Exercise
Show every line in the rows below that contains the word "wooden".

Material for the task
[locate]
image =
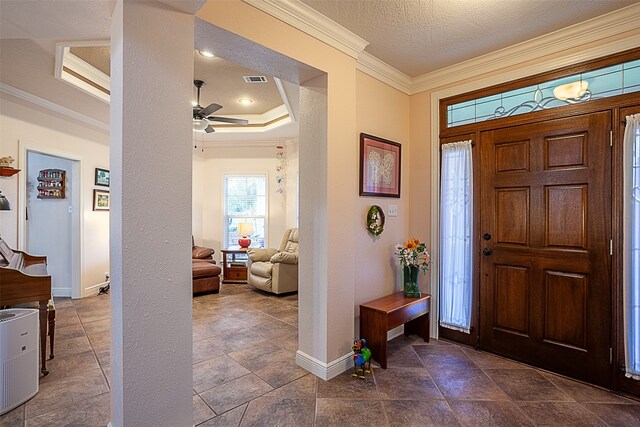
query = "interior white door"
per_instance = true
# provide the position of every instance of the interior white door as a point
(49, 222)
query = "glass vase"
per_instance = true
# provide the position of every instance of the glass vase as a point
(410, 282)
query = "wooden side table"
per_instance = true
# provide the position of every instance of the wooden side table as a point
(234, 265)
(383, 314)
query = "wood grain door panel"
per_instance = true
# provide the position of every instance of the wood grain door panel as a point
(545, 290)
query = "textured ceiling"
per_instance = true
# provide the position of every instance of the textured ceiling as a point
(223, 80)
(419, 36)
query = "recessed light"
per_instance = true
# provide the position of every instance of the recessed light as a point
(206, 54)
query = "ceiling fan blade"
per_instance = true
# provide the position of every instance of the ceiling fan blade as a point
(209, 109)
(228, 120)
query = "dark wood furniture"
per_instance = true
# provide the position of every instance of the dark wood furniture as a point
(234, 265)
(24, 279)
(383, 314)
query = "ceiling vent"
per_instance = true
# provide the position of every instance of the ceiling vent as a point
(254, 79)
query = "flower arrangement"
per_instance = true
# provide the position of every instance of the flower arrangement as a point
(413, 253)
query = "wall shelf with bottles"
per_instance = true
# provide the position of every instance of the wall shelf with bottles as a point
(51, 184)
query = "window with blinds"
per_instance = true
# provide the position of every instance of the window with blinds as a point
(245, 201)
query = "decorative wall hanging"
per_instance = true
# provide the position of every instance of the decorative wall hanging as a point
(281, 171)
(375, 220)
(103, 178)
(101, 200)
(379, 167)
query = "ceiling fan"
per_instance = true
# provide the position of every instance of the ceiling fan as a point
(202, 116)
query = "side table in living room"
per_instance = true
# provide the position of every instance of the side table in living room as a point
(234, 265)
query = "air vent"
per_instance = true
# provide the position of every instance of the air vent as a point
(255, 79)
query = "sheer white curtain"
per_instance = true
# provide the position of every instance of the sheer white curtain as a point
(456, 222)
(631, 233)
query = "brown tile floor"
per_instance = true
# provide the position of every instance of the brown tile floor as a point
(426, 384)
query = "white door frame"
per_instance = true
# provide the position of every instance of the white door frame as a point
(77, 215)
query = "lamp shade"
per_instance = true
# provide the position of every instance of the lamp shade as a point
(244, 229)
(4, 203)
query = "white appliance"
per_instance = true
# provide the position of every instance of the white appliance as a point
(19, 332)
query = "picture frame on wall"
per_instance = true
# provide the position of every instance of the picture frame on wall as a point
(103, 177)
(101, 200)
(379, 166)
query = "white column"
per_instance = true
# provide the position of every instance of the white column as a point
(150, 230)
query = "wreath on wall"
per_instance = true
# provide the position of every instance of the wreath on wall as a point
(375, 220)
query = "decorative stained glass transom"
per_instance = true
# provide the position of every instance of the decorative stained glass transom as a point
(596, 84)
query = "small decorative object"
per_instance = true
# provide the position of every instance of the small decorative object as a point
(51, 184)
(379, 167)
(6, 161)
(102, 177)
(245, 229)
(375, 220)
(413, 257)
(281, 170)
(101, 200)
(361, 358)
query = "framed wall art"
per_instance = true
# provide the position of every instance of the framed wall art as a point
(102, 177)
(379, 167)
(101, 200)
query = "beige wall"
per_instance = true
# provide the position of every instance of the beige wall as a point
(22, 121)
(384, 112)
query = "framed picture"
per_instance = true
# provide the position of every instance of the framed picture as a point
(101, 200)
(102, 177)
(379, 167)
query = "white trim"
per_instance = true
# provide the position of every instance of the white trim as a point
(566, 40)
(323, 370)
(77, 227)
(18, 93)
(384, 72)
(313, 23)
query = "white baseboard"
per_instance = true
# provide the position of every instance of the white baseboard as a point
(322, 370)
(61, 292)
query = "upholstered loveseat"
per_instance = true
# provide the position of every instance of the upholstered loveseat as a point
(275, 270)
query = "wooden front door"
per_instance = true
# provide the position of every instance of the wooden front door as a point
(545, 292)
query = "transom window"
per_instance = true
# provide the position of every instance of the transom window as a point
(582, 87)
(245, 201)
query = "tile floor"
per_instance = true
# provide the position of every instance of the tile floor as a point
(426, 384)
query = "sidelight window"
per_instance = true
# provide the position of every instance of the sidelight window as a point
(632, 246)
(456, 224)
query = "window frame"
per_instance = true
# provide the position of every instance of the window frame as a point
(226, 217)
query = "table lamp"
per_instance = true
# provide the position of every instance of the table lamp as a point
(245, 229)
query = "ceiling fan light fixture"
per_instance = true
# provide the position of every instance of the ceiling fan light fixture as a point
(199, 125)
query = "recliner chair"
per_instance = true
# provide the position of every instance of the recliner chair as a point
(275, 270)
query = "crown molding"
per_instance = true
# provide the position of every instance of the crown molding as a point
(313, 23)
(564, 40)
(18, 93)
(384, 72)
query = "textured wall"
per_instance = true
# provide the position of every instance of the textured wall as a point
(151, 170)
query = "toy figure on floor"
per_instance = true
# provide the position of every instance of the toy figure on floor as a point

* * *

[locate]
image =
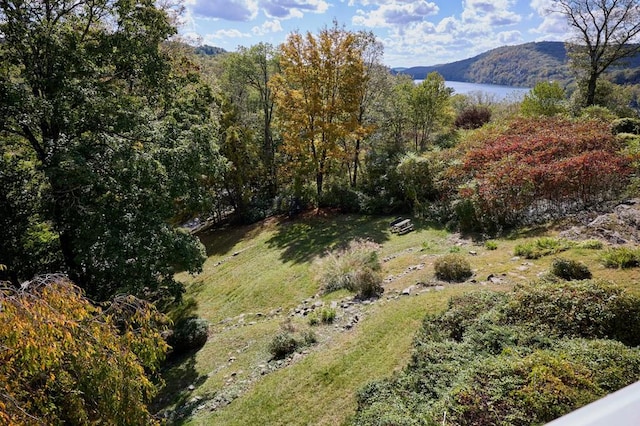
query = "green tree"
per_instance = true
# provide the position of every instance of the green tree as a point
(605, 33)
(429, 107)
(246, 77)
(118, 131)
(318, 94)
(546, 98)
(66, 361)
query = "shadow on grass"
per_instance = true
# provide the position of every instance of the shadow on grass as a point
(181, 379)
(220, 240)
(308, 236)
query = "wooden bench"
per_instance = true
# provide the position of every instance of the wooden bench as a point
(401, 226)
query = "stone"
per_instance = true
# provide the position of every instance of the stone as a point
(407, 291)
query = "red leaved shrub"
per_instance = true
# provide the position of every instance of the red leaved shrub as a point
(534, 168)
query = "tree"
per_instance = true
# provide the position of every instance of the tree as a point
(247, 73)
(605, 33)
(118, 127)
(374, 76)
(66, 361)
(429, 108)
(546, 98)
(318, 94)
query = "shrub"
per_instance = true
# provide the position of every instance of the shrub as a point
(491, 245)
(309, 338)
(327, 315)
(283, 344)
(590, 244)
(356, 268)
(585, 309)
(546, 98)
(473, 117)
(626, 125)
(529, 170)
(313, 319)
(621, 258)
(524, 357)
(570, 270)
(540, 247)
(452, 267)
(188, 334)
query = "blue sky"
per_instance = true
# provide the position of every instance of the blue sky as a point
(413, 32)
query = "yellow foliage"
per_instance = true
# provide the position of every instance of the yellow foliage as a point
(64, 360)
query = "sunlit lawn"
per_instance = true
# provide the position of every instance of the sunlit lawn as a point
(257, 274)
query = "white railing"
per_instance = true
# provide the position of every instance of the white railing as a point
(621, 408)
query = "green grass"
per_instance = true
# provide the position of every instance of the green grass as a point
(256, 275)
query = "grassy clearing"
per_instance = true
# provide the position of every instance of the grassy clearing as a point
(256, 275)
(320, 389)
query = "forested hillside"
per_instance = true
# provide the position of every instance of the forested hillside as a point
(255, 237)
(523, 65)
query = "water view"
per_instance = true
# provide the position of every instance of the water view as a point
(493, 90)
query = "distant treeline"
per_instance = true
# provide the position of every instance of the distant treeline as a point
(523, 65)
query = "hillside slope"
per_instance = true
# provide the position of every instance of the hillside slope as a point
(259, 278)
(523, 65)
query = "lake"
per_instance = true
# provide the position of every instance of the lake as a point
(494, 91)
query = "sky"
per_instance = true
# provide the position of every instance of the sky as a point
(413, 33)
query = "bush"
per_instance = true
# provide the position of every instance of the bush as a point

Answer to this exercise
query = "wooden side table"
# provide the position of every instance of the wooden side table as a point
query = "wooden front door"
# provide the position of every instance of the wooden front door as a point
query = "wooden bench"
# provide the position of every instance of the wooden bench as a point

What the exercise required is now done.